• Check your understanding:
**a)** Translate this sentence from the article on data citation into Spanish: "Researchers may make data available in data repositories, and authors may subsequently reference these data in their scholarly outputs."
**b)** Reproduce the part of the article on data citation from "1000 Genomes (Thousand" up to and including "were then extracted.".
**c)** In the article on data citation, how many data repositories did the June 2014 extraction from databib yield?

• Text segment:
════
While published papers are one of the most visible outputs of the research process, in a way they are only the tip of the iceberg: the research workflow is composed of much more than meets the eye of the external observer (see Figure 1).

Data fig 1

Figure 1 - Researcher Workflow. Source: Elsevier’s Response to HEFCE’s call for evidence: independent review of the role of metrics in research assessment


Most scholarly research uses data in one guise or another, and recently there have been calls for data to become more systematically visible research output rather than remain a background variable of academic endeavors. For instance, the Force 11 community movement, which aims to support the advancement of scholarly communications, has issued eight Data Citation Principles that stress the importance of data being “considered legitimate, citable products of research” (1). These principles highlight main citation issues, such as access, unique identification, and interoperability and flexibility. Research Trends’ curiosity was piqued: could there be a way to estimate the visibility of research data in the published literature?



Researchers may make data available in data repositories, and authors may subsequently reference these data in their scholarly outputs. So how could these data citations be analyzed?

One of the challenges mentioned by Force11 is unique identification: researchers may refer to datasets they cite by various names; however, the web addresses of the repositories in which the data reside can be used as reliable identifiers. So first, a list of data repositories was needed; this was extracted from databib (a website describing itself as “a searchable catalog / registry / directory bibliography of research data repositories”) in June 2014. This yielded 971 results (see examples in text box) of data repositories in various fields, countries, and of various sizes. Notably nearly half of the listed repositories originate from the USA (see Figure 2).

  Data fig2

 Figure 2 - Geographical distribution of data repositories. Source: databib


Examples of data repositories from the databib list:

1000 Genomes (Thousand Genomes) (A deep catalog of human genetic variation)
DataONE (Data Observation Network for Earth)
Marine Geoscience Data System
Ontario Data Documentation, Extraction Service and Infrastructure (ODESI)
Sloan Digital Sky Survey
World Data Center


Second, papers citing these repositories websites needed to be identified. The Scopus advanced search function allows searching the reference fields of papers for websites, which was done for all URLs on the databib list, truncating the addresses and using wildcards as appropriate. The records of the papers identified as containing the URLs in their reference lists were then extracted.
There are two main potential caveats to this approach:

  • If an author fails to include the website to the references or mentions the website in the full text but not the references, their papers will not be retrieved by this search method.
  • Some of the websites listed by databib are more than just data repositories. If a researcher references the website with a purpose other than data citation, then their paper will still be retrieved by this search method.
════
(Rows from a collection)
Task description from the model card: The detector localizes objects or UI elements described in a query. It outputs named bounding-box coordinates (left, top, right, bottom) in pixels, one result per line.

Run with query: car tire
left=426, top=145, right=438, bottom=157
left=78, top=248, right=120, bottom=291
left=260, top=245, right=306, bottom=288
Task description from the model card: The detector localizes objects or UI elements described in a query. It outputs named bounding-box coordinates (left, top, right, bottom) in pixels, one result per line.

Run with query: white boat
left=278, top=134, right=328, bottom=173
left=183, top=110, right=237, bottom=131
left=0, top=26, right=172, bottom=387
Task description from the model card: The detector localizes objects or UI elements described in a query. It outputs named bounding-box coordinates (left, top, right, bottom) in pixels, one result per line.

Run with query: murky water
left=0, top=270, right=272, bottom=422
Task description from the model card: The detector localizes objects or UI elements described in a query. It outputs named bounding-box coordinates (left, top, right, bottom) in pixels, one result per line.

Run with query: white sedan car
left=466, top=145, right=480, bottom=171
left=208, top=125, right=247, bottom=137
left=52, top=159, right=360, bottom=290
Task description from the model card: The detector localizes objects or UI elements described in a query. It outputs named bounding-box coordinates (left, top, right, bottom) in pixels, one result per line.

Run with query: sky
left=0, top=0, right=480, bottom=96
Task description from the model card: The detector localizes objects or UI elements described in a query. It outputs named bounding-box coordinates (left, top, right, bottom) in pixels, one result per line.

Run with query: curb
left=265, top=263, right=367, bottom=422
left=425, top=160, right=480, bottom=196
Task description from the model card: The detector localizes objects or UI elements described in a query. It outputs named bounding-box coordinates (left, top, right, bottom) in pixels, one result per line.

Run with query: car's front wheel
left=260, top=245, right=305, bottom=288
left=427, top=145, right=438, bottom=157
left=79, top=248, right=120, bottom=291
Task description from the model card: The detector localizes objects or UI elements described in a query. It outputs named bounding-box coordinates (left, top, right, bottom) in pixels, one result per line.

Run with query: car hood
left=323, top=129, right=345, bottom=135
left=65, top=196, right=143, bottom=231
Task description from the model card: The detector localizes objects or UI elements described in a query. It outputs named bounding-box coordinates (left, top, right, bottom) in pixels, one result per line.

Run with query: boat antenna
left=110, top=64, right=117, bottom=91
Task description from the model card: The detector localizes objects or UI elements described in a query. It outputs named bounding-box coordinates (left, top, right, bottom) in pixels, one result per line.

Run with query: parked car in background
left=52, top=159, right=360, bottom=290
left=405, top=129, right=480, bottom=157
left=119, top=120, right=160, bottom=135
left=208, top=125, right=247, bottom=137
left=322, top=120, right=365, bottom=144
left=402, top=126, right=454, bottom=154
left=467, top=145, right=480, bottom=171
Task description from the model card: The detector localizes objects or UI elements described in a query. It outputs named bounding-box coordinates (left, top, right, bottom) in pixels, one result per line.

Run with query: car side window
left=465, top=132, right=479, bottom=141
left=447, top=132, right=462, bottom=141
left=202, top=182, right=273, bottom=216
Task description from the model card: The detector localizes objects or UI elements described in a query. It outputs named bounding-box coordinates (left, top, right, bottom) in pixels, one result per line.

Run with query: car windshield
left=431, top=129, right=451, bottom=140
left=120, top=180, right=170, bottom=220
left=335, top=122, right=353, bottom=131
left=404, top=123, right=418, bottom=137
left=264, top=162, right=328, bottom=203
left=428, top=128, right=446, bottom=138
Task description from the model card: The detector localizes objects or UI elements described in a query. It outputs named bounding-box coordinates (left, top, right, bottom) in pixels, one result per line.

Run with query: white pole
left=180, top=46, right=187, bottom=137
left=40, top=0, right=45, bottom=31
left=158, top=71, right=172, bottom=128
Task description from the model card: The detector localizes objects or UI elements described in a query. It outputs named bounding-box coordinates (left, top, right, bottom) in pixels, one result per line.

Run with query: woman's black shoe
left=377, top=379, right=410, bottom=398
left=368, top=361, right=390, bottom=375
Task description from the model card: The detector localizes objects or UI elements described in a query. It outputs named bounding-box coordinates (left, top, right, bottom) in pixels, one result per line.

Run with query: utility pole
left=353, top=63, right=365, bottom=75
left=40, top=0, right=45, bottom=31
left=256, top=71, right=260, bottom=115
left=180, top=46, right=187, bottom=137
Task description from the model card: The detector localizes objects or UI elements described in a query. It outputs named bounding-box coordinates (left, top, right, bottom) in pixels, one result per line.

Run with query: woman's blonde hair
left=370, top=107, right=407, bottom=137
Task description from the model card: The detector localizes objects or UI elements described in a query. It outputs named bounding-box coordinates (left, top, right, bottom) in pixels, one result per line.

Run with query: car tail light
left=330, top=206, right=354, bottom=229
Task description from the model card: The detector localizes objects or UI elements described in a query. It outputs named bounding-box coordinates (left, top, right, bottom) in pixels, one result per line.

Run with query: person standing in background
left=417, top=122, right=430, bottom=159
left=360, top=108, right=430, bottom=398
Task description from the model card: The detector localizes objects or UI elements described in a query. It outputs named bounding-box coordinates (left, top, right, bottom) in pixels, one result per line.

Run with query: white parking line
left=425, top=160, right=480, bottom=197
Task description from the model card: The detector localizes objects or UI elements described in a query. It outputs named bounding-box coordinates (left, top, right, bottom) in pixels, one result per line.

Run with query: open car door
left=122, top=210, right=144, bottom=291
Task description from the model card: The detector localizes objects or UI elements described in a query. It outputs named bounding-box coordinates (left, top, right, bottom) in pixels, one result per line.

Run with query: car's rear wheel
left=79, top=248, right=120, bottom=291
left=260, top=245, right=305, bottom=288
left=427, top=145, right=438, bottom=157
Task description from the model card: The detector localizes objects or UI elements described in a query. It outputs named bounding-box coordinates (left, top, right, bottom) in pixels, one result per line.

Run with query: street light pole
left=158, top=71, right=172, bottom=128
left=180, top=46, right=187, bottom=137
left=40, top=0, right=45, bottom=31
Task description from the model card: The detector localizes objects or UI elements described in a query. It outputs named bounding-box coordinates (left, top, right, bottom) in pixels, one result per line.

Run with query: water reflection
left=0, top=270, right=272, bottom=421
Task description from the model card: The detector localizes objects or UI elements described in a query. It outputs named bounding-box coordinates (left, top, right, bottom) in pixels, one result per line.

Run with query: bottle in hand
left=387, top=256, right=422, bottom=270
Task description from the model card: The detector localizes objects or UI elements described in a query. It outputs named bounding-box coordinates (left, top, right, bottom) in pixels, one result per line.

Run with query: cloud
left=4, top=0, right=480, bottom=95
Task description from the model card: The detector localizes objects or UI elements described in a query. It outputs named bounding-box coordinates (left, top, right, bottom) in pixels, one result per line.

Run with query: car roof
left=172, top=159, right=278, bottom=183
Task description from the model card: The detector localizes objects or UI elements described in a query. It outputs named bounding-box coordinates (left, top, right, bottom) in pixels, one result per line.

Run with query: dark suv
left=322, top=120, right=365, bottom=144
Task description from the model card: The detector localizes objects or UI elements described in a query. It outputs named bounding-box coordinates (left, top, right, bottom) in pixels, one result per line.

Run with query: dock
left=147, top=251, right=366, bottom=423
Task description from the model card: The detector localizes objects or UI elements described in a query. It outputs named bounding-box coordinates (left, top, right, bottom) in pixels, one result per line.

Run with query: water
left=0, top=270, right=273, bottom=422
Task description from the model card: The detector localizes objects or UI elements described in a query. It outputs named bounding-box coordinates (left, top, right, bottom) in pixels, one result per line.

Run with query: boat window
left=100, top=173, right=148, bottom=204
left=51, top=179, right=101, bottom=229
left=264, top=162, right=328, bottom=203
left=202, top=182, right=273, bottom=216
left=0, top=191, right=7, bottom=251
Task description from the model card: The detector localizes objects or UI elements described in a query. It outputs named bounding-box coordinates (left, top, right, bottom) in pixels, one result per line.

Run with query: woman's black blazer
════
• Solution set:
**a)** Los investigadores pueden poner datos a disposición en repositorios de datos, y los autores pueden posteriormente hacer referencia a estos datos en sus producciones académicas.

**b)**
1000 Genomes (Thousand Genomes) (A deep catalog of human genetic variation)
DataONE (Data Observation Network for Earth)
Marine Geoscience Data System
Ontario Data Documentation, Extraction Service and Infrastructure (ODESI)
Sloan Digital Sky Survey
World Data Center


Second, papers citing these repositories websites needed to be identified. The Scopus advanced search function allows searching the reference fields of papers for websites, which was done for all URLs on the databib list, truncating the addresses and using wildcards as appropriate. The records of the papers identified as containing the URLs in their reference lists were then extracted.

**c)** 971